Annotated coordinate records:
○ ○ ○
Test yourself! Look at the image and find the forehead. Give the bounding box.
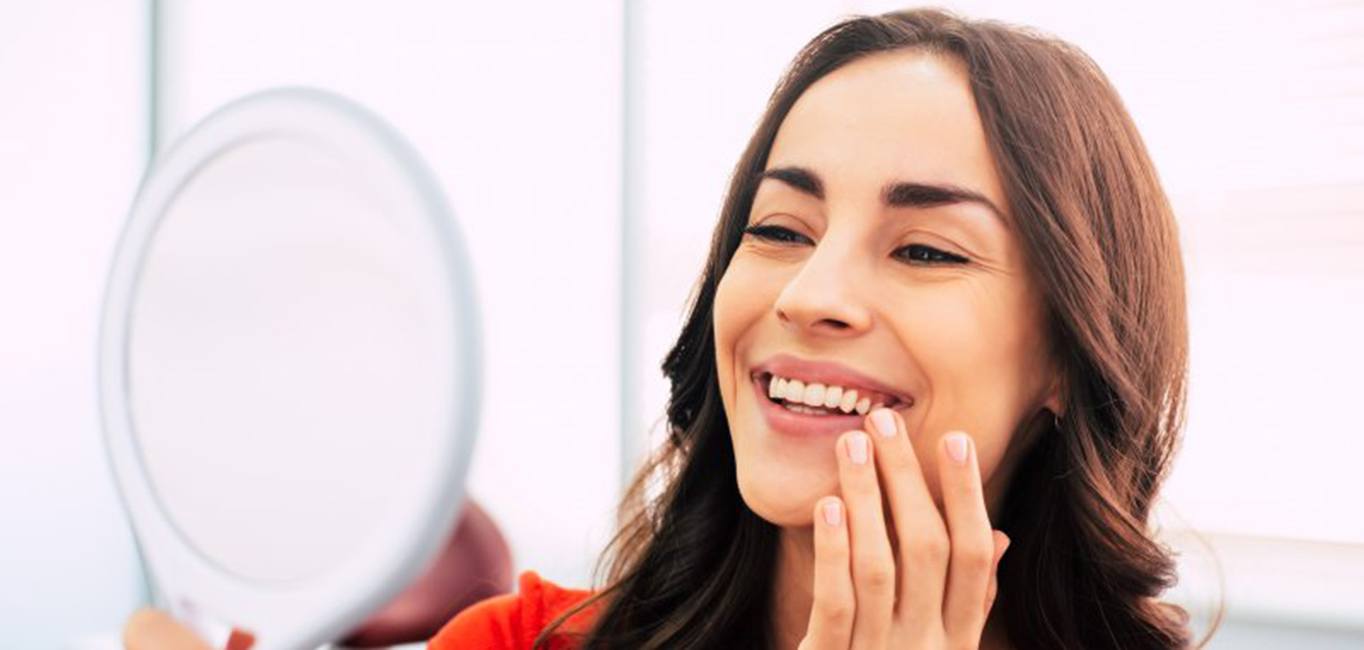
[768,50,1007,207]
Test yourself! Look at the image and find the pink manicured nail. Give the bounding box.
[872,409,895,437]
[947,433,971,465]
[824,501,843,526]
[848,432,870,465]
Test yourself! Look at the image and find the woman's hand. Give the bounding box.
[123,608,255,650]
[123,608,211,650]
[799,409,1008,650]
○ ○ ○
Reproduce the entire listing above verbatim, leaving out the pictures.

Test yourself! Look at the image and find the forehead. Give the bounding box.
[768,50,1007,207]
Test yourself! Look at the image and find the pink manicured nail. Give the bounding box.
[872,409,895,437]
[947,433,971,465]
[824,501,843,526]
[848,432,870,465]
Test yourself! Look at the image and find the woman's hand. Give the bounding box.
[123,608,255,650]
[123,608,211,650]
[799,409,1008,650]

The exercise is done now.